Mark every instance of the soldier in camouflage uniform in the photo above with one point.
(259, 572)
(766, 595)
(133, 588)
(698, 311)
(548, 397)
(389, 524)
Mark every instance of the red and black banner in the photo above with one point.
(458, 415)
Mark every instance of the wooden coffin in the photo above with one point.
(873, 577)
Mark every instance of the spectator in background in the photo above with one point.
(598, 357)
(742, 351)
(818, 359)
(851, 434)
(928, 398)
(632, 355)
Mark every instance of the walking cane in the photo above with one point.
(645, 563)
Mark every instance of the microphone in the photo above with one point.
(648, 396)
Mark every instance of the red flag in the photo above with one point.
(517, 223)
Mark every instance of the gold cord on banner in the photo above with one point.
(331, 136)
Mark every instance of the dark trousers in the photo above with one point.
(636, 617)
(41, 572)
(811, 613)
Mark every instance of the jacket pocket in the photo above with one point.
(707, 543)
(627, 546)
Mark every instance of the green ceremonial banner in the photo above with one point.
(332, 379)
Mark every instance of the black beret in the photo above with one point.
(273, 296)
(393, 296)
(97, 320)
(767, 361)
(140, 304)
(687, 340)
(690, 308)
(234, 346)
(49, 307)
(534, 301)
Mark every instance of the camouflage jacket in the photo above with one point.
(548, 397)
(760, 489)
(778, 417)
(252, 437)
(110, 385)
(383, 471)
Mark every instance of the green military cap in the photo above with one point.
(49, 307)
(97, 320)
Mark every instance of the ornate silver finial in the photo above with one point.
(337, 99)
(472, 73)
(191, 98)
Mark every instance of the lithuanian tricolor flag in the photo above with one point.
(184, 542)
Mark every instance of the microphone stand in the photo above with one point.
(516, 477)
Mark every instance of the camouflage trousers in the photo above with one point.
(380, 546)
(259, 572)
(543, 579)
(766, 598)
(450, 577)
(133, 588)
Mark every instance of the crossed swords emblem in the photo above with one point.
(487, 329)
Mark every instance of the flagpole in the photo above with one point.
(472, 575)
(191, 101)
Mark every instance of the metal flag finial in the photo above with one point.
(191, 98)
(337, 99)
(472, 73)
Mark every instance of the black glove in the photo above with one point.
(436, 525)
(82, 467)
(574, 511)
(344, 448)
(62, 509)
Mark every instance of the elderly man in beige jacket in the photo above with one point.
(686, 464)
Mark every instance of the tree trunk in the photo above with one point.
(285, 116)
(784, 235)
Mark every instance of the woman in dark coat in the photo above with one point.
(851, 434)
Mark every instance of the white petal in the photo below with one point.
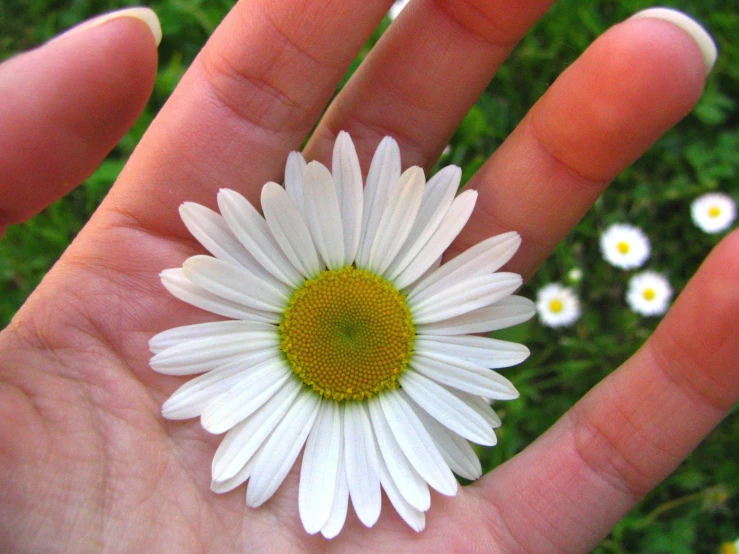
(340, 504)
(234, 283)
(456, 451)
(416, 443)
(454, 220)
(348, 182)
(221, 487)
(485, 257)
(397, 220)
(289, 230)
(243, 399)
(479, 404)
(187, 333)
(483, 351)
(447, 409)
(282, 448)
(241, 443)
(197, 356)
(360, 458)
(437, 198)
(409, 483)
(294, 179)
(415, 518)
(434, 266)
(466, 296)
(213, 232)
(175, 281)
(323, 214)
(382, 177)
(465, 376)
(320, 467)
(194, 396)
(252, 230)
(504, 313)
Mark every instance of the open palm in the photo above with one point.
(87, 463)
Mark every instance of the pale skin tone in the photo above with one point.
(86, 461)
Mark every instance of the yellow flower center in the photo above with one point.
(348, 334)
(555, 305)
(649, 294)
(623, 247)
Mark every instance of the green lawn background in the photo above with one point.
(694, 510)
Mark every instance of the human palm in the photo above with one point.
(87, 463)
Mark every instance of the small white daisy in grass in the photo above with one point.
(624, 246)
(557, 305)
(396, 8)
(713, 212)
(574, 275)
(649, 293)
(347, 340)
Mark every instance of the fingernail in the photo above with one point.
(701, 37)
(143, 14)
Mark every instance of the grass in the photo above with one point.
(695, 509)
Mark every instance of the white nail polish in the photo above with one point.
(143, 14)
(701, 37)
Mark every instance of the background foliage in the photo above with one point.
(696, 508)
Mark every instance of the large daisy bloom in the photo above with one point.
(347, 340)
(624, 246)
(713, 212)
(649, 293)
(557, 306)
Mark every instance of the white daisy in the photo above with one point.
(347, 338)
(396, 8)
(624, 246)
(713, 212)
(574, 275)
(649, 293)
(557, 306)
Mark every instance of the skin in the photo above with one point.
(86, 461)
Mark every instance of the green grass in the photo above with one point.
(696, 508)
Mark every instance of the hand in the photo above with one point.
(86, 460)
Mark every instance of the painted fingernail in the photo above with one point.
(143, 14)
(701, 37)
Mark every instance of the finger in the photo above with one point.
(253, 94)
(424, 76)
(635, 427)
(65, 106)
(633, 84)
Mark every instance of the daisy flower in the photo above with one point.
(574, 275)
(624, 246)
(346, 338)
(713, 212)
(649, 293)
(396, 8)
(557, 306)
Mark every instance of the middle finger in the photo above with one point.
(424, 75)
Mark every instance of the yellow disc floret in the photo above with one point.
(623, 247)
(348, 334)
(556, 305)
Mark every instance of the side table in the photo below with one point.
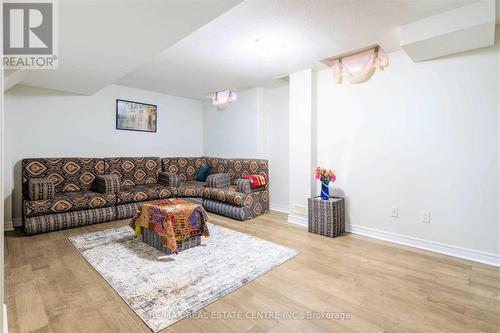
(326, 217)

■ **Given task**
Reproduce every line above as written, skipping pictures.

■ **Expected answer**
Mark every instance of the soldier in camouflage uniform in the photo above with one point.
(259, 572)
(766, 595)
(133, 588)
(698, 311)
(548, 397)
(389, 524)
Mark every instance of the red and black banner in the photo above with one point.
(458, 415)
Mark every instance of the wooden coffin in the photo above with one point.
(873, 577)
Mark every instance of the spectator in background in the photo above with one point.
(598, 357)
(742, 351)
(818, 359)
(851, 434)
(928, 398)
(632, 355)
Mark every instance of the walking cane in the photo above with one point.
(645, 563)
Mark every instance of the microphone in the photo above with one point.
(648, 396)
Mark every instance of the red flag in the photo above with one point.
(517, 223)
Mark every instance of the gold cord on banner in the photo above with one point.
(331, 136)
Mark every instance of the dark trousers in the photo above with one point.
(636, 617)
(41, 572)
(811, 613)
Mark every instance of the jacket pocket in the photo above with one point.
(707, 543)
(627, 546)
Mark every instance of the green ceremonial banner in the photo above with one point.
(332, 379)
Mark every instance of the black beret in the photo above with one point.
(273, 296)
(393, 296)
(97, 320)
(767, 361)
(140, 304)
(687, 340)
(690, 308)
(234, 346)
(49, 307)
(534, 301)
Mark every instance of the camouflage jacket in the photo above with one point.
(548, 397)
(760, 489)
(778, 417)
(252, 437)
(110, 385)
(383, 471)
Mark every instance of the green military cap in the photo above with one point.
(49, 307)
(97, 320)
Mark every instance of the ornate silver finial in the photo above with one point.
(337, 99)
(472, 73)
(191, 98)
Mark every instance of the lithuanian tricolor flag in the photo above with one point.
(184, 542)
Mark every instance of the microphone stand in the photo above with one point.
(516, 477)
Mark every instance of the camouflage trousers in the photo above with one point.
(380, 546)
(259, 572)
(543, 579)
(766, 598)
(450, 577)
(133, 588)
Mark every instance of the crossed swords emblem in the photo above with one point.
(487, 329)
Mark every instance of the flagpole in the photo above with one point.
(472, 575)
(191, 101)
Mark every instance of the metal flag finial in the photo above with one point.
(191, 98)
(337, 99)
(472, 73)
Mark every instance of the black glove in the photo above with one point.
(436, 525)
(82, 467)
(574, 511)
(344, 448)
(62, 509)
Mark every instance of the elderly man in beige jacket in the photo above with one point.
(686, 464)
Mark every instance of the tree trunk in the photo above with one point.
(285, 116)
(784, 235)
Mark every instance of the woman in dark coat in the photo above with one point.
(851, 434)
Mark every instance of the white petal in the photo below with one point.
(340, 504)
(234, 283)
(456, 451)
(416, 443)
(454, 220)
(348, 182)
(221, 487)
(485, 257)
(397, 220)
(289, 230)
(243, 399)
(479, 404)
(187, 333)
(483, 351)
(447, 409)
(282, 448)
(241, 443)
(197, 356)
(360, 458)
(437, 198)
(409, 483)
(294, 179)
(415, 518)
(434, 266)
(466, 296)
(213, 232)
(175, 281)
(323, 214)
(382, 177)
(465, 376)
(320, 467)
(194, 396)
(252, 230)
(504, 313)
Mark every instance of the open palm in the photo above with one point.
(87, 463)
Mark every instance of the pale skin tone in the photo above with one point.
(86, 461)
Mark every instance of the yellow flower center in the photo above with one point.
(348, 334)
(555, 305)
(649, 294)
(623, 247)
Mark every instance of the green lawn background in the photo above with one point.
(694, 510)
Mark every instance of the human palm in the photo above with one point.
(87, 463)
Mark every instance of the small white daisy in grass in the photo above with one point.
(624, 246)
(557, 305)
(396, 8)
(713, 212)
(574, 275)
(649, 293)
(347, 340)
Mark every instance of the fingernail in the photo above with one point.
(701, 37)
(143, 14)
Mark every instance of the grass in the photo above with one point.
(695, 509)
Mark every instance of the white nail polish in the photo above with one point.
(143, 14)
(701, 37)
Mark every instance of the background foliage in the photo above with one point.
(696, 508)
Mark every instance of the large daisy bloom in the photo above with one point.
(347, 340)
(624, 246)
(713, 212)
(649, 293)
(557, 306)
Mark every instance of the white daisy in the photo above with one point.
(347, 338)
(396, 8)
(624, 246)
(713, 212)
(574, 275)
(649, 293)
(557, 306)
Mark every instance of the skin in the photo above with one point.
(86, 461)
Mark every instance of the green grass in the photo above with one point.
(696, 508)
Mark every instance of the hand in the photo above with one point.
(86, 460)
Mark every instance of the painted fingernail in the photo above with one point.
(143, 14)
(701, 37)
Mark every instance of the finger in the photo above with one point.
(253, 94)
(424, 76)
(635, 427)
(65, 106)
(633, 84)
Mark every instance of the daisy flower in the photo above with one point.
(574, 275)
(624, 246)
(346, 338)
(713, 212)
(649, 293)
(396, 8)
(557, 306)
Mark every instance of the middle finger in the photo above with one point.
(424, 75)
Mark every instance of the yellow disc floret in the photo above with one point.
(623, 247)
(348, 334)
(556, 305)
Mark every instance of the side table in the photo below with one point.
(326, 217)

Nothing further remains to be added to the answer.